Information given -
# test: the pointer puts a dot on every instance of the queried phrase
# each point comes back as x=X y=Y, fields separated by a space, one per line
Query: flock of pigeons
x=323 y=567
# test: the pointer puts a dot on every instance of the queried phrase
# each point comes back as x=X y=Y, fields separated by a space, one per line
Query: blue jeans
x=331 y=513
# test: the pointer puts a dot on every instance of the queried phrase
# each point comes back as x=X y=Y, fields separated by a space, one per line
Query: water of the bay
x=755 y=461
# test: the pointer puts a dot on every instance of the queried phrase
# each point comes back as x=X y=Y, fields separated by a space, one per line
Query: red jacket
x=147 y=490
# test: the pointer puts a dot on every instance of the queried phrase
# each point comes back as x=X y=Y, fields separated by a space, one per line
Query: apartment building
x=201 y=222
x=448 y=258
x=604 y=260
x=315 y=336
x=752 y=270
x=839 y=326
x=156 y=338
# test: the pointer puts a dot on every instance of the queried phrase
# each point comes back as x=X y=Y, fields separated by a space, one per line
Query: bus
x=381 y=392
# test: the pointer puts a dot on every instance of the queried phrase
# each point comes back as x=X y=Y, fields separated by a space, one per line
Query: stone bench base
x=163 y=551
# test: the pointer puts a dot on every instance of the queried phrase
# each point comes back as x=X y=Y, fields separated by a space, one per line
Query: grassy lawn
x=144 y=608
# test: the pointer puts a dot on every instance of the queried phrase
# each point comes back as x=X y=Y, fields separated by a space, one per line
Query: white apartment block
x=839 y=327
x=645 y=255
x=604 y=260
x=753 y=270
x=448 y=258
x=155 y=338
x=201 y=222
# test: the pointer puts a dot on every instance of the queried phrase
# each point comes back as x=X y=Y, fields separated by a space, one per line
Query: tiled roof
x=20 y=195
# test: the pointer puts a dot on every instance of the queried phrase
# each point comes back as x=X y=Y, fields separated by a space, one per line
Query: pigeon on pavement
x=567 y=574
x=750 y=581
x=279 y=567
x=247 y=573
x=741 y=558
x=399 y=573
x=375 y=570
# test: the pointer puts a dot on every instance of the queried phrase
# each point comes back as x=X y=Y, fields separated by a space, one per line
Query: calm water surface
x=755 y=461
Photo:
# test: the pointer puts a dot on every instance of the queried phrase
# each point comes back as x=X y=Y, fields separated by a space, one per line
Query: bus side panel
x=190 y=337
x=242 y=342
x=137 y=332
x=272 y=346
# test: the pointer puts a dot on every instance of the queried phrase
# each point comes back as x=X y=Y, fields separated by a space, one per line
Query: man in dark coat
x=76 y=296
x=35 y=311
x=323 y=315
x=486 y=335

What is expected - Can you render all the lines above as a Markdown table with the columns "Number" and "Line," skipping any blank lines?

Exercise output -
| Number | Line |
|---|---|
| 1 | # test: the pointer puts a dot on every instance of the queried phrase |
| 2 | # each point comes back as x=X y=Y, fields separated by a space, one per line |
| 3 | Query: flock of pigeons |
| 4 | x=323 y=567 |
| 5 | # test: the pointer puts a dot on every instance of the queried phrase |
| 6 | # each point comes back as x=X y=Y, fields separated by a space, one per line |
| 7 | Query: blue jeans |
| 8 | x=331 y=513 |
| 9 | # test: the pointer puts a dot on every instance of the queried phrase |
| 10 | # each point comes back as x=X y=Y, fields separated by a space, one per line |
| 11 | Query: water of the bay |
| 12 | x=755 y=461 |
| 13 | # test: the pointer puts a dot on every instance of the queried phrase |
| 14 | # each point comes back as x=X y=Y, fields separated by a space, one per line |
| 15 | Query: red jacket |
| 16 | x=147 y=490 |
| 17 | # test: the pointer puts a dot on every instance of the queried phrase |
| 18 | # each point comes back as x=X y=Y, fields separated by a space, one per line |
| 19 | Query: apartment building |
| 20 | x=201 y=222 |
| 21 | x=448 y=258 |
| 22 | x=604 y=260 |
| 23 | x=315 y=336 |
| 24 | x=752 y=270 |
| 25 | x=839 y=326 |
| 26 | x=156 y=338 |
| 27 | # test: the pointer puts a dot on every instance of the queried phrase |
| 28 | # each point comes back as x=X y=Y, fields separated by a space, one per line |
| 29 | Query: bus |
| 30 | x=381 y=392 |
| 31 | # test: the pointer puts a dot on every instance of the queried phrase |
| 32 | # each point comes back as x=X y=Y, fields separated by a space, one per line |
| 33 | Query: stone bench base |
| 34 | x=163 y=551 |
| 35 | # test: the pointer puts a dot on every instance of the queried phrase |
| 36 | # each point comes back as x=X y=Y, fields separated by a space, one per line |
| 37 | Query: grassy lawn |
| 38 | x=144 y=608 |
| 39 | # test: the pointer puts a dot on every instance of the queried phrase |
| 40 | # each point comes back as x=X y=Y, fields separated by a space, one per line |
| 41 | Query: white apartment block |
| 42 | x=839 y=327 |
| 43 | x=645 y=255 |
| 44 | x=604 y=260 |
| 45 | x=753 y=270 |
| 46 | x=448 y=258 |
| 47 | x=155 y=338 |
| 48 | x=201 y=222 |
| 49 | # test: the pointer puts a dot on every instance of the queried phrase |
| 50 | # each point comes back as x=X y=Y, fields separated by a space, one per line |
| 51 | Query: tiled roof |
| 52 | x=20 y=195 |
| 53 | # test: the pointer puts a dot on every instance of the queried phrase |
| 54 | # each point comes back as x=X y=Y, fields separated by a space, one per line |
| 55 | Query: pigeon on pavement |
| 56 | x=567 y=574 |
| 57 | x=750 y=581 |
| 58 | x=279 y=567 |
| 59 | x=247 y=573 |
| 60 | x=741 y=558 |
| 61 | x=399 y=573 |
| 62 | x=375 y=570 |
| 63 | # test: the pointer puts a dot on every instance of the queried phrase |
| 64 | # each point comes back as x=X y=Y, fields separated by a space, one per line |
| 65 | Query: calm water surface |
| 66 | x=755 y=461 |
| 67 | Photo: |
| 68 | # test: the pointer puts a dot on every instance of the queried phrase |
| 69 | # each point comes back as x=X y=Y, fields separated by a space, one per line |
| 70 | Query: bus side panel |
| 71 | x=190 y=337 |
| 72 | x=242 y=342 |
| 73 | x=137 y=332 |
| 74 | x=272 y=346 |
| 75 | # test: the pointer puts a dot on every instance of the queried phrase |
| 76 | # each point comes back as x=X y=Y, fields separated by a space, one per line |
| 77 | Query: man in dark coat |
| 78 | x=76 y=296 |
| 79 | x=35 y=311 |
| 80 | x=323 y=315 |
| 81 | x=486 y=335 |